EXERCISE DESCRIPTION: Put every line of the items below into a JSON list of strings, one string per line, with blank lines left out.

--- START EXTRACTED ENTRIES ---

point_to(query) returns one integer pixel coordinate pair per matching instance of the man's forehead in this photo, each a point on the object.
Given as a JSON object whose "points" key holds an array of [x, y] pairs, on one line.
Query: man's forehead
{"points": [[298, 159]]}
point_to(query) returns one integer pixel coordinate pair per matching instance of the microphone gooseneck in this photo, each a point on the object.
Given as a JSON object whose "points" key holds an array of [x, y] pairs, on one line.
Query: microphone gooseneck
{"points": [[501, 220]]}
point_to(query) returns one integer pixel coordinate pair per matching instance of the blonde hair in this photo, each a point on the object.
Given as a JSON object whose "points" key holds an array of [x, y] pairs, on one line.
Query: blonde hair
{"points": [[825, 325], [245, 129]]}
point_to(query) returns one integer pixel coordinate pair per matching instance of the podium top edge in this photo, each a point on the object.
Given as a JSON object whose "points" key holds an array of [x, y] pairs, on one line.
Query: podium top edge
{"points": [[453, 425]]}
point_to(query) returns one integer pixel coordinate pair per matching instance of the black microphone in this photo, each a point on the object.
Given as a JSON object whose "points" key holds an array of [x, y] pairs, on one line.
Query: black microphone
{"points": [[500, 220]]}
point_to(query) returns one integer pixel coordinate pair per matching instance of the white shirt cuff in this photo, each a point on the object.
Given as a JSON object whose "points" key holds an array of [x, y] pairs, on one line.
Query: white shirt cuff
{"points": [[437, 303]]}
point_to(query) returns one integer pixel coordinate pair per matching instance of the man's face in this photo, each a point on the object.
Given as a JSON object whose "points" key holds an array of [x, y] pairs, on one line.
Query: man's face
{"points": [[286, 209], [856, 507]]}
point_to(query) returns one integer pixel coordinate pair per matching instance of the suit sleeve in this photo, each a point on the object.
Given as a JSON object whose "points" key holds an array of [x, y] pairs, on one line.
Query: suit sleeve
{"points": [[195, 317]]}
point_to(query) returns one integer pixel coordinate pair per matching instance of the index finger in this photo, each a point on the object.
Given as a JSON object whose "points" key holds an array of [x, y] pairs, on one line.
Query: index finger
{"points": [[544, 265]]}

--- END EXTRACTED ENTRIES ---

ANSWER TO THE TASK:
[
  "point_to(query) returns one integer pixel coordinate pair per matching instance of the man's forehead in this photo, each a point on the object.",
  "Given as a JSON object whose \"points\" key holds an array of [x, y] pairs, on one line.",
  "Query: man's forehead",
  "{\"points\": [[298, 159]]}",
  "point_to(query) returns one integer pixel coordinate pair per matching instance of the microphone gooseneck in this photo, each a point on the object.",
  "Given as a JSON object whose \"points\" key holds an array of [x, y] pairs, on one line.",
  "Query: microphone gooseneck",
  "{\"points\": [[501, 220]]}",
  "point_to(query) returns one integer pixel coordinate pair per matching instance of the blonde hair in this photo, each a point on the object.",
  "Given as a JSON object whose \"points\" key holds an array of [x, y] pairs, on one line.",
  "Query: blonde hair",
  "{\"points\": [[825, 325], [245, 129]]}",
  "point_to(query) returns one integer pixel coordinate pair per matching instance of the podium top edge in this photo, each a point on the object.",
  "Given as a JSON object whose \"points\" key holds an array of [x, y] pairs, on one line.",
  "Query: podium top edge",
  "{\"points\": [[453, 425]]}",
  "point_to(query) returns one integer pixel coordinate pair per matching instance of the black microphone in this photo, each a point on the object.",
  "Given as a JSON object whose \"points\" key holds an array of [x, y] pairs, on one line.",
  "Query: black microphone",
  "{\"points\": [[500, 220]]}",
  "point_to(query) returns one integer pixel coordinate pair per matching instance of the white shirt cuff in this photo, each a point on the object.",
  "Given as a JSON object whose \"points\" key holds an array of [x, y] pairs, on one line.",
  "Query: white shirt cuff",
  "{\"points\": [[437, 303]]}",
  "point_to(query) returns one integer pixel coordinate pair per matching instance of the man's face in this photo, each a point on the object.",
  "Given as a JSON object whose \"points\" key holds an array of [x, y] pairs, on one line.",
  "Query: man's face",
  "{\"points\": [[286, 209], [856, 507]]}",
  "point_to(query) returns one integer pixel coordinate pair per matching instance of the suit sleeve in this photo, each a point on the object.",
  "Given as a JSON object whose \"points\" key holds an array of [x, y] pairs, on one line.",
  "Query: suit sleeve",
  "{\"points\": [[195, 317]]}",
  "point_to(query) returns one integer pixel coordinate pair per matching instance of the index finger in this photo, each a point on the object.",
  "Given as a JSON object whose \"points\" key holds an array of [x, y] pairs, on one line.",
  "Query: index finger",
  "{\"points\": [[544, 265]]}"
]